**やること:**
カンダハル周辺でのタリバンの動きを伝える記事の続きを、最後の文のすぐあとから書いてください。

**記事の本文:**
【バンコク=菅沢崇】アフガニスタン南部のカンダハル近郊で15日夜、イス
ラム原理主義勢力タリバンの戦闘員が、複数の集落を占拠した。同国政府軍をは
じめ北大西洋条約機構(NATO)軍が周辺を包囲しているが、先に発生したカ
ンダハルの刑務所襲撃に続き、タリバンの攻勢による緊張が高まっている。
AP通信によると、占拠されたのは、カンダハル北東のアルガンダブ地区の数
カ所の村で、タリバン約500人が襲撃した。集落の居住者はほとんどが避難し
たとみられるが、アルガンダブ地区の政府職員によると、同地区西部はほぼ全域
がタリバンに占拠され、戦闘員が豊富な果樹の陰に身を潜めている。地雷も埋設
したとしているという。
カンダハルでは13日夜、タリバン勢力による約30分間にわたる急襲の末、
タリバン390人を含む受刑者870人以上が脱走。集落の占拠が脱獄と関連し
ているかどうかは現在判明していないが、改めて一向に回復しない同国の治安の
現状を見せつけた。
カルザイ大統領は刑務所襲撃事件の翌日、隣国のパキスタンから流入するタリ
バンに対し、パキスタン側の対応が十分でないとして「国境を越えて軍によって
制圧を図ることも辞さない」と述べ、限界にきている不満を表明。大統領支持派
が多数を占めるアフガニスタン東部の一部地域では、大統領発言を支持してパキ
スタン政府への抗議デモも起き始めている。

**元の資料:**
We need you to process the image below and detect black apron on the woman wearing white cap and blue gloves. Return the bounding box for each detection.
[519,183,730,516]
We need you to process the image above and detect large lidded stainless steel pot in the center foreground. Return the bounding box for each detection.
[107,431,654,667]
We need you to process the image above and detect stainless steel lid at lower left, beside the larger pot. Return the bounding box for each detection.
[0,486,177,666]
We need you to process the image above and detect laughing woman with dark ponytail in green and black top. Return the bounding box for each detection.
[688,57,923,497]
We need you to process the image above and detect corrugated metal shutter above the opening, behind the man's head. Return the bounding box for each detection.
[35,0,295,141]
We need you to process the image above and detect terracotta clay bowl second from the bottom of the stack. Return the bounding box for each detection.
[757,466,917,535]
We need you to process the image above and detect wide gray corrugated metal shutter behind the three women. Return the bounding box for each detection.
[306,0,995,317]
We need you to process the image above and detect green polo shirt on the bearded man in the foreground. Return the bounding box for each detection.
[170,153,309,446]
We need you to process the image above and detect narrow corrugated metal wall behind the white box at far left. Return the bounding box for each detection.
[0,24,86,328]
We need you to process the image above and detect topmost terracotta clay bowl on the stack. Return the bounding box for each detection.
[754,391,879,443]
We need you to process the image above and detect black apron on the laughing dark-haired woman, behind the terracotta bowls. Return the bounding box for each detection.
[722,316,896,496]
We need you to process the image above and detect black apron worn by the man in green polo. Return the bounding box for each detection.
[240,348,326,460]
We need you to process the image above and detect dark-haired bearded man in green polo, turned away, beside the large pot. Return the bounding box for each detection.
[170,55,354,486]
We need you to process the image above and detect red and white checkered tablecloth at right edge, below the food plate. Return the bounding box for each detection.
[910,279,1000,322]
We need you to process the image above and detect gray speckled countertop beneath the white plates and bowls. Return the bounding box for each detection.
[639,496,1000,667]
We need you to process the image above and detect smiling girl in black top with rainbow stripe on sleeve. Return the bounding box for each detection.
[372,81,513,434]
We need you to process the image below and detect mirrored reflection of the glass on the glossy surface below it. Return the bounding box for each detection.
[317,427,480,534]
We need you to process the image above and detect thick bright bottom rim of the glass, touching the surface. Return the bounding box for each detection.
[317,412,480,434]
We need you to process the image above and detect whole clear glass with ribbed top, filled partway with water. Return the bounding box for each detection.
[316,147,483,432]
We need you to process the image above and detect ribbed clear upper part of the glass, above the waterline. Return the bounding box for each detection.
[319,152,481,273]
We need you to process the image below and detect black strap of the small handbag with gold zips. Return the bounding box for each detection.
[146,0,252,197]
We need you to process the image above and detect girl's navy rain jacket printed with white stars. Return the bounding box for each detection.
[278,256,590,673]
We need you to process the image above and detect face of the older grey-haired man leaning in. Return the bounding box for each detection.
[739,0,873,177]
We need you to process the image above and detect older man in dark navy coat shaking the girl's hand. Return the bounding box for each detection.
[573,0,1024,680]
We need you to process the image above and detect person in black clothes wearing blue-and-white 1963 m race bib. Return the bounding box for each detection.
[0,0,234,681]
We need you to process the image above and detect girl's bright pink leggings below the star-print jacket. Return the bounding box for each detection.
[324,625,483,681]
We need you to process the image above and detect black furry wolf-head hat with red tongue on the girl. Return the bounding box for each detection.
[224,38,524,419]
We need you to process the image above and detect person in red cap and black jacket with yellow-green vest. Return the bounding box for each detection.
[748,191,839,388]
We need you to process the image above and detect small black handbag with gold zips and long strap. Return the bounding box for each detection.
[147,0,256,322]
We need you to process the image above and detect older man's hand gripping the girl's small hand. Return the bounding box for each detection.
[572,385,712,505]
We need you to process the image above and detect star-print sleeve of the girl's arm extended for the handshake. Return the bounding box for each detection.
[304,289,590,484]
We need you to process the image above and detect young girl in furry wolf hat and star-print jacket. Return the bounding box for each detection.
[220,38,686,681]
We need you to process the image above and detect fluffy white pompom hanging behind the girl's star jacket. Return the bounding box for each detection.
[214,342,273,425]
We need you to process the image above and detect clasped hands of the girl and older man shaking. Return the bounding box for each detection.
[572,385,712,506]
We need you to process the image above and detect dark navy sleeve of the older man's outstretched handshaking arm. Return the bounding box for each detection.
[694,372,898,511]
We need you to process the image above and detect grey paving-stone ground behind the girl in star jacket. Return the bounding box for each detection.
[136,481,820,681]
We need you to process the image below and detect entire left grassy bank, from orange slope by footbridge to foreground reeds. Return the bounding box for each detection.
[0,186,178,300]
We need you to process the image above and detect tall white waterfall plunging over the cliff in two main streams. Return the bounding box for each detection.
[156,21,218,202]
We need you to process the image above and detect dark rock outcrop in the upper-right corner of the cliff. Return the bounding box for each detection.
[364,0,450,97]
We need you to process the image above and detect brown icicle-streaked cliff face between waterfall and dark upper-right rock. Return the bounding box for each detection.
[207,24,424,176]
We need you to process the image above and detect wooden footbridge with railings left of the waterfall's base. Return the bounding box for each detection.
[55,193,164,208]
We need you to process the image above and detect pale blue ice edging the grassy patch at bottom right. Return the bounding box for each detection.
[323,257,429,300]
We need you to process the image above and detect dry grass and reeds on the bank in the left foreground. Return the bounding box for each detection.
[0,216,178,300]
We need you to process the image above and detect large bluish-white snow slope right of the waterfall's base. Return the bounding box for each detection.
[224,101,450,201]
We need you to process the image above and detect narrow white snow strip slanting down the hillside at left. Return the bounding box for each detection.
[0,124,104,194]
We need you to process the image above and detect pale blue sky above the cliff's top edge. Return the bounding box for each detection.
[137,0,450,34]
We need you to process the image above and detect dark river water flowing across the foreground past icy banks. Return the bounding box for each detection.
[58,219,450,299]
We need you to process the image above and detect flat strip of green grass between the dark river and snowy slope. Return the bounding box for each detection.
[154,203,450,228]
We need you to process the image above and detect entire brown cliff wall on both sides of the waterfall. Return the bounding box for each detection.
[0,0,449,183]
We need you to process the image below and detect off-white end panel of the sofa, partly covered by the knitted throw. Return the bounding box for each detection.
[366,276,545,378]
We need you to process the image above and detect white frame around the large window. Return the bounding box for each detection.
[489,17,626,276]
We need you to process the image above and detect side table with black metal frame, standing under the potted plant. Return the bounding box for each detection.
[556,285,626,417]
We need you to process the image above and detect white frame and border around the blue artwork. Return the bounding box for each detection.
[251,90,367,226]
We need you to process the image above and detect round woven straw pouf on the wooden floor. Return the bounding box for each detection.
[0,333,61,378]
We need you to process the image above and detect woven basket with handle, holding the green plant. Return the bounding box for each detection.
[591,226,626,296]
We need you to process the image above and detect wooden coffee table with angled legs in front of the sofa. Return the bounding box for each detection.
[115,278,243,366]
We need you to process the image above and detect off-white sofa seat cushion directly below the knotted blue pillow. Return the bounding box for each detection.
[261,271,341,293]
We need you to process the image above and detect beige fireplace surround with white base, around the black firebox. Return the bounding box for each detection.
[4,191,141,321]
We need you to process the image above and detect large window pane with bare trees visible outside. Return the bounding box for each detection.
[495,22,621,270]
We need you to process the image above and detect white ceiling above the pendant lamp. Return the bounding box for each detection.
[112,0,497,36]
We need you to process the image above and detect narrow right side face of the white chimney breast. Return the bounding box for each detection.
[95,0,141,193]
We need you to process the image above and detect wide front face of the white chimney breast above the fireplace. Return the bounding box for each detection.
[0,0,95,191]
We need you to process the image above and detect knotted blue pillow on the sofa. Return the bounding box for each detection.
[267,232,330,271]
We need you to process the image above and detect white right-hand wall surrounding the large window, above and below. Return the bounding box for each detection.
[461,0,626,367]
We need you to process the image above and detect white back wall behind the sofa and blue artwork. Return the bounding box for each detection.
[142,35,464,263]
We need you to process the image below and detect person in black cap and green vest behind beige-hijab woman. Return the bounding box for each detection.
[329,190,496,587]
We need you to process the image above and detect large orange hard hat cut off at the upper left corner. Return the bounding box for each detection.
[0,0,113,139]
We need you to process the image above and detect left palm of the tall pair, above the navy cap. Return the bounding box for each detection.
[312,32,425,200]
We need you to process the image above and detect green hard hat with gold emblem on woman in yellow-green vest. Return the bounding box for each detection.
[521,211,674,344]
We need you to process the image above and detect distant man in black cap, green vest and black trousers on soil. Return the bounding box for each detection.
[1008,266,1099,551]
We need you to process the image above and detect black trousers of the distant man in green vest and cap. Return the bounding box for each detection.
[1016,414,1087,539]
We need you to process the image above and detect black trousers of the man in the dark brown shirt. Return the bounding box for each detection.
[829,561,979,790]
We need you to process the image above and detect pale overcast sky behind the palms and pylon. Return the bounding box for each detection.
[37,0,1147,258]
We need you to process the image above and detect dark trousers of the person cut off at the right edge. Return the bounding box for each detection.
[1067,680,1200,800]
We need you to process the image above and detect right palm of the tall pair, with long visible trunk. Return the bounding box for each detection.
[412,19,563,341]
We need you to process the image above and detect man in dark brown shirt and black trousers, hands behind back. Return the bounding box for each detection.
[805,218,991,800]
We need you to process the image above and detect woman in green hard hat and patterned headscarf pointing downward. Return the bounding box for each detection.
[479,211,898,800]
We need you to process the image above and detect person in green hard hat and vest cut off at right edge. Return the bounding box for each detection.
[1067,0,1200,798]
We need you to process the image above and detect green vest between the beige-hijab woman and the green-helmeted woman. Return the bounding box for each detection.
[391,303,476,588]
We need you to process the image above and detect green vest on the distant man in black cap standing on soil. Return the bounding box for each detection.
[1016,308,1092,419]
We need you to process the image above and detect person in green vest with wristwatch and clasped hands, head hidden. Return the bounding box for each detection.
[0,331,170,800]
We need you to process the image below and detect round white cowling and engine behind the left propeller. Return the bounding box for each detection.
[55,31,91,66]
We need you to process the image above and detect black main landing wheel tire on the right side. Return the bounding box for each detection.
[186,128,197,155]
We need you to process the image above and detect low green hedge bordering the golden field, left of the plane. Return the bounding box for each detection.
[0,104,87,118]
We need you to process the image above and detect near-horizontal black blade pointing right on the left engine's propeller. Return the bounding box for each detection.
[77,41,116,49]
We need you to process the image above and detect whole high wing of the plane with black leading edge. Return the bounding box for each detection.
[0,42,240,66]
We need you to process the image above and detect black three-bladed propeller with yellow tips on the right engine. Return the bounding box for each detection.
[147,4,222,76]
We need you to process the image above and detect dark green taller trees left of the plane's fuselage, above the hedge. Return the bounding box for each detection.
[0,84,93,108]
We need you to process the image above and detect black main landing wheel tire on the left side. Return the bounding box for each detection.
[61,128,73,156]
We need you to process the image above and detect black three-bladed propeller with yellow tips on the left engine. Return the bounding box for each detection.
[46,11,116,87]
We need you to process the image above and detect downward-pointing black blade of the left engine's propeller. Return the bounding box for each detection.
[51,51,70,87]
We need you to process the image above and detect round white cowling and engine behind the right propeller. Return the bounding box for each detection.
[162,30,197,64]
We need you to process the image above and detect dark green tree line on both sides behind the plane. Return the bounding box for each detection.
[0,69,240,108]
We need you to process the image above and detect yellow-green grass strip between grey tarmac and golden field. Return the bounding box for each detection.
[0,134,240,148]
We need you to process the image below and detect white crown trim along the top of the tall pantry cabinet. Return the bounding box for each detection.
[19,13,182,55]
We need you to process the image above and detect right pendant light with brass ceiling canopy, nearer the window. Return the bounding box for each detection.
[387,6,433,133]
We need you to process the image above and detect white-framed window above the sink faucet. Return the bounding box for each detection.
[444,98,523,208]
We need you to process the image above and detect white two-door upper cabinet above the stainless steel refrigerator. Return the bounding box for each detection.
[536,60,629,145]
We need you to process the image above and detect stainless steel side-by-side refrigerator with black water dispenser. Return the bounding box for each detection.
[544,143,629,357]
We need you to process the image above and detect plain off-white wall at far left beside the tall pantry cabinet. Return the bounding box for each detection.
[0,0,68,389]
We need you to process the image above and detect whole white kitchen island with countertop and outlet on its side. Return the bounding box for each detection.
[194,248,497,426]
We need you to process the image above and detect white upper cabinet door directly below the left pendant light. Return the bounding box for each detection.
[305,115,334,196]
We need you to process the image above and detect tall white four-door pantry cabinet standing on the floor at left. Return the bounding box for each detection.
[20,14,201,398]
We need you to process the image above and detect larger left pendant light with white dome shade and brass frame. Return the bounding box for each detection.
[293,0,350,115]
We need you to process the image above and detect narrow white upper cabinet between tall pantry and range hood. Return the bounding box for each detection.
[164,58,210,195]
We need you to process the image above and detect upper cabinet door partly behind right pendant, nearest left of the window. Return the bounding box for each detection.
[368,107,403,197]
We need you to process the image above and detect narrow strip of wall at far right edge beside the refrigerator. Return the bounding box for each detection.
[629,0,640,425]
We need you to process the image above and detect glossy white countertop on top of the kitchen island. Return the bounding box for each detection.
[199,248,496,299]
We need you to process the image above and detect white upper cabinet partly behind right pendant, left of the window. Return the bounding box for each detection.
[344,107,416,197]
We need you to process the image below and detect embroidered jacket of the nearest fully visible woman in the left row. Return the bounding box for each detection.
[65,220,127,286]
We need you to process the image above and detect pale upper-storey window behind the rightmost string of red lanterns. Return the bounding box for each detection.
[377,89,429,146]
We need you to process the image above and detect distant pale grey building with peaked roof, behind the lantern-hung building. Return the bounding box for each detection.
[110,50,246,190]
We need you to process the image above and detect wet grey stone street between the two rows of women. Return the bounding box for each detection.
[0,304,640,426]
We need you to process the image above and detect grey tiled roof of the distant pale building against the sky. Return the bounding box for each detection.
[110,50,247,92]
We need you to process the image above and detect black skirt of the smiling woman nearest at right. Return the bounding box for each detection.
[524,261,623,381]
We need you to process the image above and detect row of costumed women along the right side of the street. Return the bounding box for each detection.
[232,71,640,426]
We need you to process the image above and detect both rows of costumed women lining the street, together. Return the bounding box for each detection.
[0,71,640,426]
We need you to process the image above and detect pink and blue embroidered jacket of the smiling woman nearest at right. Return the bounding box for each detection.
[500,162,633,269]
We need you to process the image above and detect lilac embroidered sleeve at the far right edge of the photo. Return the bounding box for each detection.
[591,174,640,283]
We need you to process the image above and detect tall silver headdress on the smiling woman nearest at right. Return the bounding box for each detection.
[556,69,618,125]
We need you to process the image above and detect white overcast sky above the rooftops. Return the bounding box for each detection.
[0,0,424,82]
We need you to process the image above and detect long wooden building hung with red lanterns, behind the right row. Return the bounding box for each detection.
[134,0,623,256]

**答えの欄:**
駐留米軍などの混成部隊は15日までの2日間で南部のへルマンド、ザブール
両州でタリバン兵35人を掃討するなど、作戦を強化しているが、政府は南部と
東部の多くで治安を掌握できていない。こうしたなか、パリで12日から行われ
たアフガニスタン支援会議では、各国から支援表明の継続が相次いだが、これま
での拠出の実態は、表明額の6割程度にとどまっており、同国の復興は容易では
ないことを印象づけている。
ソース▽
MSN産経ニュース(2008.6.17 10:50)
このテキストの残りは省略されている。